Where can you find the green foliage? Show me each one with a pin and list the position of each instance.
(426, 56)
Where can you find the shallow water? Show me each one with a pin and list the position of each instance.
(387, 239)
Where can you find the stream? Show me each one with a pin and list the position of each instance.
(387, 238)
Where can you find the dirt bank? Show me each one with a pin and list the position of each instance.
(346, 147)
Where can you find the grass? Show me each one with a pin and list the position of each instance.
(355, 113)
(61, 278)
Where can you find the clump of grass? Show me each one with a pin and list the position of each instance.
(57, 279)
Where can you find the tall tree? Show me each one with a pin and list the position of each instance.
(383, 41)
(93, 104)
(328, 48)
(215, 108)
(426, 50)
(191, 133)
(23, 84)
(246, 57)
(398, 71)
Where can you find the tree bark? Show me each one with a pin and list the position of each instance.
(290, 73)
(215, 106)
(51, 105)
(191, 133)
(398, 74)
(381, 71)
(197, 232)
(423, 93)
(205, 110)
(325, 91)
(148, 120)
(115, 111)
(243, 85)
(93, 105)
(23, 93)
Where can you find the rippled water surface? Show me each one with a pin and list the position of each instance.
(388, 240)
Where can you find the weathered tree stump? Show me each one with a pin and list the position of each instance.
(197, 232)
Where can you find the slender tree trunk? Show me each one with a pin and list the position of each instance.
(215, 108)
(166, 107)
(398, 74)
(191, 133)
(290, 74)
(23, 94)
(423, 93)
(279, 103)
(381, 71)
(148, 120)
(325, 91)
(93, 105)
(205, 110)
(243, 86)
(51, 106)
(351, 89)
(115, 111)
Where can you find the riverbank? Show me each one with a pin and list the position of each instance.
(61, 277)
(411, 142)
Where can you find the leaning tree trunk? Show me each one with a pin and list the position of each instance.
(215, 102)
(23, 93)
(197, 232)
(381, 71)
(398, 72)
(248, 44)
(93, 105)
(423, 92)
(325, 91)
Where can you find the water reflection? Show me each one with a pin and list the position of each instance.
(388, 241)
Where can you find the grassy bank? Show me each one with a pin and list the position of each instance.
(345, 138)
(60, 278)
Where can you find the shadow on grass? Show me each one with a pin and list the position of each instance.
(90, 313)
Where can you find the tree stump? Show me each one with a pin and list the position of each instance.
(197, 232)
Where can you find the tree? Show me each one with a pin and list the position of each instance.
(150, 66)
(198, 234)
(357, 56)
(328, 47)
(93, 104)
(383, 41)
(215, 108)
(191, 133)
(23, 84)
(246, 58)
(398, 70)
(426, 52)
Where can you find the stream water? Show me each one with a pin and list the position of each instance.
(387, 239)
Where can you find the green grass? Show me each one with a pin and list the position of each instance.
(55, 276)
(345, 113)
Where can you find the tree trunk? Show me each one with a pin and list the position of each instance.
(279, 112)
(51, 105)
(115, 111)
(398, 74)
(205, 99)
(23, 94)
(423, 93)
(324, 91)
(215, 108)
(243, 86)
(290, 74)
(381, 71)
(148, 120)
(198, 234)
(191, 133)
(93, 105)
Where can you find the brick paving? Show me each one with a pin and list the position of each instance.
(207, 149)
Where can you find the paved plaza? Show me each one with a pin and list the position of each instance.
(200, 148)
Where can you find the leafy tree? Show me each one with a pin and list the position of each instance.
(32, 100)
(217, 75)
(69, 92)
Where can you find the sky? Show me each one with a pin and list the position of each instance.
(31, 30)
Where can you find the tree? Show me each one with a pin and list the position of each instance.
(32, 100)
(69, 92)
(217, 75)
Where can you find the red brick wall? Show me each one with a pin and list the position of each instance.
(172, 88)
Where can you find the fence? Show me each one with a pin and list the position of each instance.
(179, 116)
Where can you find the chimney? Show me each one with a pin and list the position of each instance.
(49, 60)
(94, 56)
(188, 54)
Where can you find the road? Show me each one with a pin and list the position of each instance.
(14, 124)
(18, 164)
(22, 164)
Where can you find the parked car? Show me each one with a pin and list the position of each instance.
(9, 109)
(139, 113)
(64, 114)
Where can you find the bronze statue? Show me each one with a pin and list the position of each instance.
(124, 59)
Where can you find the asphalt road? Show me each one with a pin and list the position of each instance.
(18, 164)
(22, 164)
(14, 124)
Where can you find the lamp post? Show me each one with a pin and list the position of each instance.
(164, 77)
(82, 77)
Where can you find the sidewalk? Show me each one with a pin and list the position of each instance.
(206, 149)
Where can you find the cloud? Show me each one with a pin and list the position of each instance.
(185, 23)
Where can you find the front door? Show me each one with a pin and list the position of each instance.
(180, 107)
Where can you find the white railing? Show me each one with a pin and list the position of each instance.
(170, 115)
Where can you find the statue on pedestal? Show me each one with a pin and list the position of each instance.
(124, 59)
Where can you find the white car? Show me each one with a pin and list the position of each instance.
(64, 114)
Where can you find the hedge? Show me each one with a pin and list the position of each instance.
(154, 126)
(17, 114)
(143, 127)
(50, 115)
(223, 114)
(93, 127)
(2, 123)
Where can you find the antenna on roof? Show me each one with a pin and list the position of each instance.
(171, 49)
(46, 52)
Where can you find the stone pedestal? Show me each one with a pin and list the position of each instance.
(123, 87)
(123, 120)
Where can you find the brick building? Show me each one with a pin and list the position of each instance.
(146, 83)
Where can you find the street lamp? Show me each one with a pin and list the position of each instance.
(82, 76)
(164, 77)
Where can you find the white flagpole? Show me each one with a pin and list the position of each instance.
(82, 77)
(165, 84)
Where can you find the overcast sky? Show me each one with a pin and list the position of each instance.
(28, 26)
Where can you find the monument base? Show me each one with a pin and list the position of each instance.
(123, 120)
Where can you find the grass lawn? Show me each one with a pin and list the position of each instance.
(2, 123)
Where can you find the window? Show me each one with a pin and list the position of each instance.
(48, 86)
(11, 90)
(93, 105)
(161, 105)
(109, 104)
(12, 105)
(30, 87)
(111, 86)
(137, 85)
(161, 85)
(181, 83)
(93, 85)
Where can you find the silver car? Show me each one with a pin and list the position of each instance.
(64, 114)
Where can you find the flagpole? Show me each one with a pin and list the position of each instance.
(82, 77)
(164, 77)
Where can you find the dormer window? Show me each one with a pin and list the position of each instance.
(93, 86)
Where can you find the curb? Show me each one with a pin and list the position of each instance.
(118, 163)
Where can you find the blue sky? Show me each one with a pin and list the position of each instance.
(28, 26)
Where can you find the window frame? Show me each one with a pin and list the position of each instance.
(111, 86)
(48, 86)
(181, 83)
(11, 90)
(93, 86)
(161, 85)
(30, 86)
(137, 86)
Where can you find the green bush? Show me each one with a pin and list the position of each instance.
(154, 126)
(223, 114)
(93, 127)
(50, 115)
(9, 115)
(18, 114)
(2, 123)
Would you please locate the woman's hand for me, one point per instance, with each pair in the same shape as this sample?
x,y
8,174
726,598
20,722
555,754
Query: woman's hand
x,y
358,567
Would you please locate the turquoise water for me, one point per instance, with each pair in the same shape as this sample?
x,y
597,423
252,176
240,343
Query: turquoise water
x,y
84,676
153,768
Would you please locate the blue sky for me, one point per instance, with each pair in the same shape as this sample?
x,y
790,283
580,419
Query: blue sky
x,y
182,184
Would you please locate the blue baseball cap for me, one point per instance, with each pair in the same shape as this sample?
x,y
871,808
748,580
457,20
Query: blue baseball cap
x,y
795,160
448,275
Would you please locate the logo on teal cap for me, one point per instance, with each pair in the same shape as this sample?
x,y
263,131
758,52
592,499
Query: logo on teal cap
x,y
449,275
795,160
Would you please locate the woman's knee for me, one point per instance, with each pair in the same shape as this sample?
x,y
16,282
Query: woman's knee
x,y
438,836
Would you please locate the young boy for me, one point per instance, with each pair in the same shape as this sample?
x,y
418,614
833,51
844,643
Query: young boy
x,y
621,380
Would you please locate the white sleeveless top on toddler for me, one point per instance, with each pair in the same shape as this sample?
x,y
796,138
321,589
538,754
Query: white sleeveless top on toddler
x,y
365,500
════════
> [Problem statement] Return exactly the lines from the one containing "Would you please locate the turquoise" to the last line of the data, and nothing more.

> [Output for this exercise]
Would you please locate the turquoise water for me, one point per instance, with each pair in the same shape as this sample?
x,y
597,423
252,176
240,343
Query: turquoise water
x,y
84,676
153,768
Would you please locate the blue sky for me, one point per instance, with each pair in the same shape as this sample?
x,y
790,283
580,419
Query: blue sky
x,y
182,184
Would you please locate the blue baseball cap for me, one point per instance, with each pair in the same shape as this sample?
x,y
871,808
748,580
457,20
Query: blue baseball cap
x,y
795,160
448,275
Would you please locate the logo on teal cap for me, one point per instance, with each pair in the same shape as this sample?
x,y
263,131
758,52
592,499
Query: logo on teal cap
x,y
449,275
795,160
Would you please locate the woman's knee for me, one point per instance, with each pair in the same shape as this sample?
x,y
16,282
Query: woman's knee
x,y
438,836
Would you please locate the young boy for me, one point per instance, with each pair in the same shape as this sample?
x,y
418,614
833,51
844,643
Query: young boy
x,y
621,380
Would you please locate the white sleeveless top on toddler for me, one point per instance, with each pair in the same shape as this sample?
x,y
796,138
321,589
538,754
Query: white sleeveless top on toddler
x,y
365,500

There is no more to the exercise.